• [Problem details]: Copy the stretch of the PALEOMIX conda thread from "To finally test" through "is still required.", changing "disconnect" to "exit".

• [Source extract]:
※
MikkelSchubert / paleomix

Pipelines and tools for the processing of ancient and modern HTS data.
https://paleomix.readthedocs.io/en/stable/
MIT License
43 stars 19 forks source link

[info] conda instructions for paleomix #31

Closed jfy133 closed 4 years ago

jfy133 commented 4 years ago

I don't know if it would be of interest, but as conda is very popular nowadays, I thought to share my notes on how to create a conda environment that can run PALEOMIX (Only tested bam_pipeline so far though).

If you're interested I can make a PR into the docs, otherwise you could just leave this open for people to find.


This assumes you've already installed conda, and set it up to scan the bioconda channel.

Make conda environment; note adding missing GATK and R requirement(s) not listed explicitly in the current PALEOMIX documentation.

conda create -n paleomix python=2.7 pip adapterremoval=2.3.1 samtools=1.9 picard=2.22.9 bowtie2=2.3.5.1 bwa=0.7.17 mapdamage2=2.0.9 gatk=3.8 r-base=3.5.1 r-rcpp=1.0.4.6 r-rcppgsl=0.3.7 r-gam=1.16.1 r-inline=0.3.15

conda activate paleomix

Then while in the paleomix environment, install paleomix

pip install --user paleomix

Now fix the 'difficult' recipes of GATK by download the last GATK v3 version JAR, and putting that and the conda version of picard in the place the paleomix requires.

wget https://storage.googleapis.com/gatk-software/package-archive/gatk/GenomeAnalysisTK-3.8-1-0-gf15c1c3ef.tar.bz2
## not completely necessary, but might as well
gatk3-register GenomeAnalysisTK-3.8-1-0-gf15c1c3ef.tar.bz2

mkdir -p /home/cloud/install/jar_root/
ln -s /<path>/<to>/miniconda2/envs/paleomix/opt/gatk-3.8/GenomeAnalysisTK.jar /home/<user>/install/jar_root/
ln -s /<path>/<to>/miniconda2/envs/paleomix/share/picard-2.22.9-0/picard.jar /home/<user>/install/jar_root/

To finally test it worked properly.

cd ~
paleomix bam_pipeline example .
cd ~/bam_pipeline
paleomix bam_pipeline run 000_makefile.yaml

Once completed, you can disconnect from the PALEOMIX environment with

conda deactivate

I also made a environment file instead to make it slightly easier (you need to remove the .txt suffix before running the command), but obviously this just makes the create command slightly less long, the rest of the setup is still required.

To create you can run:

conda env create -f paleomix_environment.yaml

paleomix_environment.yaml.txt

MikkelSchubert commented 4 years ago

Thank you very much!

I'll take a look at integrating this into the docs when I have time, but I would of course also welcome a PR.
※
• [Dataset excerpt]:
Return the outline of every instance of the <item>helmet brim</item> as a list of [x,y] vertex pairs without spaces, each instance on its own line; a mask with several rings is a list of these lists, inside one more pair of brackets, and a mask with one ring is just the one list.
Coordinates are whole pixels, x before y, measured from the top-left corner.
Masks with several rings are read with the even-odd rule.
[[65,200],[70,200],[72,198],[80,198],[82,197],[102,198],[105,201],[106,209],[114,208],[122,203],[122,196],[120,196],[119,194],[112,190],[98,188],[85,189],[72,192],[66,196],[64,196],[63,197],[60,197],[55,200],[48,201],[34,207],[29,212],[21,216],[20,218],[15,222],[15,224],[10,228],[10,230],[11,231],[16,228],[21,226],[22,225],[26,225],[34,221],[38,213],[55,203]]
※
• [Exercise output]:
To finally test it worked properly.

cd ~
paleomix bam_pipeline example .
cd ~/bam_pipeline
paleomix bam_pipeline run 000_makefile.yaml

Once completed, you can exit from the PALEOMIX environment with

conda deactivate

I also made a environment file instead to make it slightly easier (you need to remove the .txt suffix before running the command), but obviously this just makes the create command slightly less long, the rest of the setup is still required.